[Begin INPUT DATA]

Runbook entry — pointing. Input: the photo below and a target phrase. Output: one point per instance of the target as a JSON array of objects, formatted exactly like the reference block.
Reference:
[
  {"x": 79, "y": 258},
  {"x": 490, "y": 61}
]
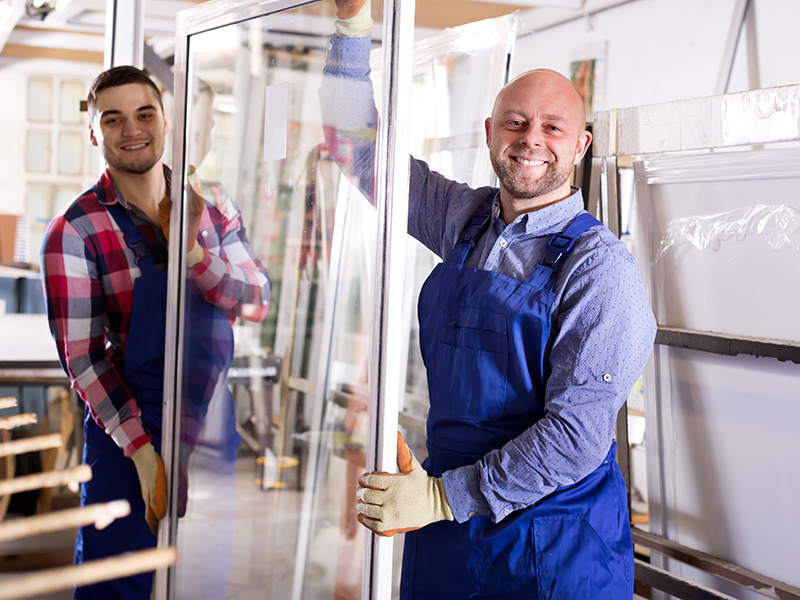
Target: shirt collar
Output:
[
  {"x": 545, "y": 221},
  {"x": 112, "y": 194}
]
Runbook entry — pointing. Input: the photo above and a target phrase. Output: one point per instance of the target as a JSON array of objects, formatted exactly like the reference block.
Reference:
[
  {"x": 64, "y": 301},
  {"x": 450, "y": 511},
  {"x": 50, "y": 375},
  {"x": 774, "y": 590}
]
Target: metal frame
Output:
[
  {"x": 391, "y": 183},
  {"x": 697, "y": 124}
]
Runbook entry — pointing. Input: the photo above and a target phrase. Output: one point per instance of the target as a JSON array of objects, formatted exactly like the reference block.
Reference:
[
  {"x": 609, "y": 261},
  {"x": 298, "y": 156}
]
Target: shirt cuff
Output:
[
  {"x": 130, "y": 436},
  {"x": 348, "y": 56},
  {"x": 463, "y": 490}
]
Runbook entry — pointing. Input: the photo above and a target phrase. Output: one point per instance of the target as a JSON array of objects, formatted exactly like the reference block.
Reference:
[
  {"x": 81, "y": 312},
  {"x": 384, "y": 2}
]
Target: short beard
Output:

[End INPUT DATA]

YOUR TASK: Locate each line above that contains the string "shirt" and copy those lines.

ANSWER FOR THIS EXERCISE:
Target: shirt collar
Target: shirt cuff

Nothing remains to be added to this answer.